§ INSTRUCTIONS FOR THE TASK:
List each line of the records below that contains the string "shirt", copying every such line in full.

§ RECORDS FOR THE TASK:
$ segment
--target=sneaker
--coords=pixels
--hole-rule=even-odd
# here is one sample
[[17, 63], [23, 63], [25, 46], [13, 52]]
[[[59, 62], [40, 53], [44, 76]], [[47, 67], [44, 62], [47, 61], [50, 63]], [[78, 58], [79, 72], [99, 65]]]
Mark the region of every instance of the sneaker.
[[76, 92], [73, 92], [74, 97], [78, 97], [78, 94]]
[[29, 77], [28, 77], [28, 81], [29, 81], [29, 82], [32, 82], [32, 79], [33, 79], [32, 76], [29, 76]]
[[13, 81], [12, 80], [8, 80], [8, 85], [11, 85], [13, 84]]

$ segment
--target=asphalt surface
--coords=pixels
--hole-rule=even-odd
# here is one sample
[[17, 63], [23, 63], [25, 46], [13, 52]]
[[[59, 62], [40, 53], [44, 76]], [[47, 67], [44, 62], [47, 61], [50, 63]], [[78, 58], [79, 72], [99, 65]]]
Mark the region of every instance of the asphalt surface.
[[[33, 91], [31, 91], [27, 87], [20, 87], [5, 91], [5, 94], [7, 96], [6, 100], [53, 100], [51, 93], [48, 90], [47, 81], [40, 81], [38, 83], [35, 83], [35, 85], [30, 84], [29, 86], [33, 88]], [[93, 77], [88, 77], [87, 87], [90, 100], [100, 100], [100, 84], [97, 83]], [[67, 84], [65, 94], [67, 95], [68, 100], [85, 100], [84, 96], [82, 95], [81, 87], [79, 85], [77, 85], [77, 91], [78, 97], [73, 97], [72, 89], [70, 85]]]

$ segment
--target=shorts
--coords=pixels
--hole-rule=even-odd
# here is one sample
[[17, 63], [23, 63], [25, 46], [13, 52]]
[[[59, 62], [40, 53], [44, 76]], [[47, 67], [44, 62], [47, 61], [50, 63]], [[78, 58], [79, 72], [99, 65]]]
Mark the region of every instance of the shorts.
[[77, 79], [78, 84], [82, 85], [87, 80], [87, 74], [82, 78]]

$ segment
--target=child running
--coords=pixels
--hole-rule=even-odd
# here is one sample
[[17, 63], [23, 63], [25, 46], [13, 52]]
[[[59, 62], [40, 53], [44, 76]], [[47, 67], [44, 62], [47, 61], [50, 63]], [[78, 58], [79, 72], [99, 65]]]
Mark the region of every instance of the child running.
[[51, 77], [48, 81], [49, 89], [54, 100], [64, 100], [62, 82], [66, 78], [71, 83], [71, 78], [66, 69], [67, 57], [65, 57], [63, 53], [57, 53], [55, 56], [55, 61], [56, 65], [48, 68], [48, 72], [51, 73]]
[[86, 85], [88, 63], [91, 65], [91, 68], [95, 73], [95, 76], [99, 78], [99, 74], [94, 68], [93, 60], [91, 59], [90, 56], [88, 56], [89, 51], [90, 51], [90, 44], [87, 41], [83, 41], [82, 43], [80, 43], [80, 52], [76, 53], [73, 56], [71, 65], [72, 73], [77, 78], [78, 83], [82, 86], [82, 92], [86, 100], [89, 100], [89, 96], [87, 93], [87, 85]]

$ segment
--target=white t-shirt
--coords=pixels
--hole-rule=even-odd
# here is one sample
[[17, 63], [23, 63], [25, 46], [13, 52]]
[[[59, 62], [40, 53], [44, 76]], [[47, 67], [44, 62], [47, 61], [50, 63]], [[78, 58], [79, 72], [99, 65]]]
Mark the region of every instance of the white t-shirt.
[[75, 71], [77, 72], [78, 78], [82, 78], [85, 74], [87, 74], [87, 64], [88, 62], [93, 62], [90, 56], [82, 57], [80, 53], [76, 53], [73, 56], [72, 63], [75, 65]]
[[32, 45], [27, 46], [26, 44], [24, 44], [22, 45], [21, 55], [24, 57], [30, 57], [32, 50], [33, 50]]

...

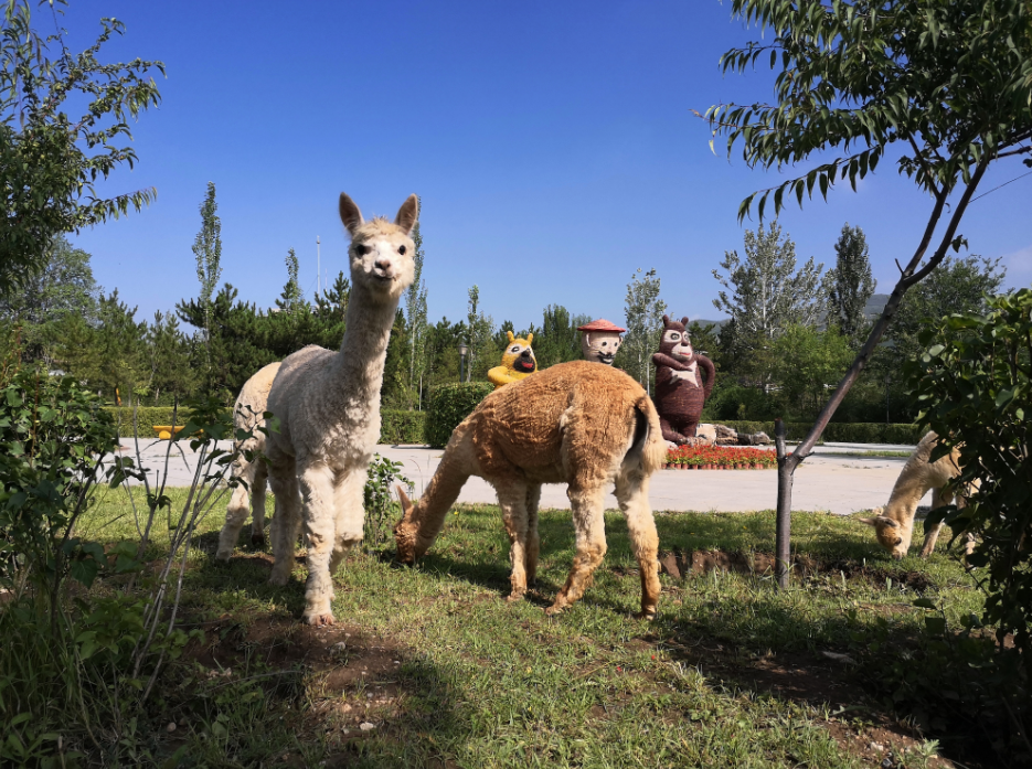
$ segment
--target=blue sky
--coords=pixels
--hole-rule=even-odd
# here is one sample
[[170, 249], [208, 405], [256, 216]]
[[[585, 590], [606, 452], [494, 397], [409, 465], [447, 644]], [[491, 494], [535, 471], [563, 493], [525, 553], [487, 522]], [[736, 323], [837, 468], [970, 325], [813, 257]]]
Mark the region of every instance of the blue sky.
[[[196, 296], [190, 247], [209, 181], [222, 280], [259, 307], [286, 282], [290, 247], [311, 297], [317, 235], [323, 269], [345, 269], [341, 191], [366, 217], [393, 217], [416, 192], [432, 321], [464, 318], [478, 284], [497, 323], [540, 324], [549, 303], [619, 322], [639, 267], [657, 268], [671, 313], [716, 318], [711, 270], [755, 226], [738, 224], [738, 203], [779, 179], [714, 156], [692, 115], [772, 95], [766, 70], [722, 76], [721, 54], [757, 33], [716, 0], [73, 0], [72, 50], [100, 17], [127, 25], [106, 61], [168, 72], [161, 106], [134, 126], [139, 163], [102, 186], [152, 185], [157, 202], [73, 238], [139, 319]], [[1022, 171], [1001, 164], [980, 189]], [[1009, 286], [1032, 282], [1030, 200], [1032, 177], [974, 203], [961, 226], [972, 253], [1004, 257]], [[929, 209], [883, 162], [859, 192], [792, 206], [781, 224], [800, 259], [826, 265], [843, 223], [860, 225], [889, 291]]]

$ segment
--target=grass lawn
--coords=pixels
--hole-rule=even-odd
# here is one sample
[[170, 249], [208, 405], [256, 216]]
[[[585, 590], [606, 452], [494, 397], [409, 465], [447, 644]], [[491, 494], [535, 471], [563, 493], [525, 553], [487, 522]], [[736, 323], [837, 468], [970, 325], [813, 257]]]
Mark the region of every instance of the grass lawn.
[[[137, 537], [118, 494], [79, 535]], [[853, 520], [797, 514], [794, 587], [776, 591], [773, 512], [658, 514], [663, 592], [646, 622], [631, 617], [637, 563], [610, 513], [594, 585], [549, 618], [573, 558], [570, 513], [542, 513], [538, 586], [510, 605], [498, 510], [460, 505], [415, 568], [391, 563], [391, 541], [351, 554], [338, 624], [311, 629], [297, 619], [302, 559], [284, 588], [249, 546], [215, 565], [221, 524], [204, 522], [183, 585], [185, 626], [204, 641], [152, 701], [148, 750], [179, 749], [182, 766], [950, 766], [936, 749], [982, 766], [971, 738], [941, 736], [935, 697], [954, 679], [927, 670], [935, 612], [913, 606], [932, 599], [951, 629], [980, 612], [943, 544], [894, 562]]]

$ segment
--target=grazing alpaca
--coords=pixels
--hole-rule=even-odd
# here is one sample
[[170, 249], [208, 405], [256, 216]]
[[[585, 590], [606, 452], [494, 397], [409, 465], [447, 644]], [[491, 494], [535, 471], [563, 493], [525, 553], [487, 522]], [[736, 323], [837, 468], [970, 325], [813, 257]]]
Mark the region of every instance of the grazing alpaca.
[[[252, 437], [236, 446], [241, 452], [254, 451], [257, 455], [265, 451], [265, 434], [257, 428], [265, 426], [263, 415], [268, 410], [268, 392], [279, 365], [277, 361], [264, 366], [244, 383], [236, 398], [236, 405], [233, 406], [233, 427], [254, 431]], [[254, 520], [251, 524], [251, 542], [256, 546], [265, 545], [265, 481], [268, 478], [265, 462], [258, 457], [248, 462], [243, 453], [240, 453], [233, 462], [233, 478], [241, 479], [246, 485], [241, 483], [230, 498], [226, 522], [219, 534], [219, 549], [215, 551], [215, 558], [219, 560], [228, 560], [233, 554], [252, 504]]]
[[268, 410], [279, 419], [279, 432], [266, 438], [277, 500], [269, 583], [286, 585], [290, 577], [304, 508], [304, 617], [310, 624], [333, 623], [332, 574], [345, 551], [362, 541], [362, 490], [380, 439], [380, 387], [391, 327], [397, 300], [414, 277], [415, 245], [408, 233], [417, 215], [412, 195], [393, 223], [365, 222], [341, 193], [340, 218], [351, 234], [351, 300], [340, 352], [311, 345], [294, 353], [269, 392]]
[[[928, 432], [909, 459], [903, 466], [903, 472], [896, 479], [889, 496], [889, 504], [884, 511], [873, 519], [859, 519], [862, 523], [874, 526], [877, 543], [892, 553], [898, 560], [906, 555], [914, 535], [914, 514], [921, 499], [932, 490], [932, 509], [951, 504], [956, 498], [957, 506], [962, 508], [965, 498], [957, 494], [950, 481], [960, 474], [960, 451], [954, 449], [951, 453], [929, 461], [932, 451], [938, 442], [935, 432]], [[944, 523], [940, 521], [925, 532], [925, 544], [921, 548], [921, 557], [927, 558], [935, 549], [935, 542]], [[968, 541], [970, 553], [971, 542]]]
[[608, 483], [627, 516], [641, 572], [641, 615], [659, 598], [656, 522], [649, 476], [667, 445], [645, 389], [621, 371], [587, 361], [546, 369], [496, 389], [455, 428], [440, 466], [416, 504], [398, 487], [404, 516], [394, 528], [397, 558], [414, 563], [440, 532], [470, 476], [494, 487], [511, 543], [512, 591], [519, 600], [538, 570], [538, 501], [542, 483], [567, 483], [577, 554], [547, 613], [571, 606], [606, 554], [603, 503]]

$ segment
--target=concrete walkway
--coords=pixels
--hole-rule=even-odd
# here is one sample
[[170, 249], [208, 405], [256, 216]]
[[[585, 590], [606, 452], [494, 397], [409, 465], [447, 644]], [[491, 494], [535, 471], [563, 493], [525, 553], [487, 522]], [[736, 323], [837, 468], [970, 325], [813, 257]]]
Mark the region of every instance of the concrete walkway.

§ TASK RESPONSE:
--target=white t-shirt
Mark the region of every instance of the white t-shirt.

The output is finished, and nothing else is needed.